### [JOB]
Reproduce the Harmony film entry between "Harmony is a" and "year in Korea.", inclusive, changing "choir" to "band".

### [SUPPLIED PASSAGE]

=-=-=

- Theatrical poster
- Hangul: 하모니
- RR: Hamoni
- MR: Hamoni
- Directed by: Kang Dae-kyu
- Written by: Lee Seung-yeon Yoon Je-kyoon Kim Hwi
- Produced by: Kim Nam-su Yoon Je-kyoon Jeong Jae-won
- Starring: Kim Yunjin Na Moon-hee Kang Ye-won
- Cinematography: Kim Young-ho
- Edited by: Shin Min-kyung
- Music by: Shin Yi-kyung
- Distributed by: CJ Entertainment
- Release date: January 28, 2010;
- Running time: 115 minutes
- Country: South Korea
- Language: Korean
- Box office: US$19.1 million

= Harmony (2010 film) =

Harmony is a 2010 South Korean drama film starring Kim Yunjin and Na Moon-hee about a group of women in prison who start a choir.

It sold 3,045,009 tickets, making it the 5th best selling film of the year in Korea.

=-=-=

### [RECORDS PROVIDED]
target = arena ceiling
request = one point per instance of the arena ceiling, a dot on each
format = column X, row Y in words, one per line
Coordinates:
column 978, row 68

=-=-=

### [EXERCISE SOLUTION]
Harmony is a 2010 South Korean drama film starring Kim Yunjin and Na Moon-hee about a group of women in prison who start a band.

It sold 3,045,009 tickets, making it the 5th best selling film of the year in Korea.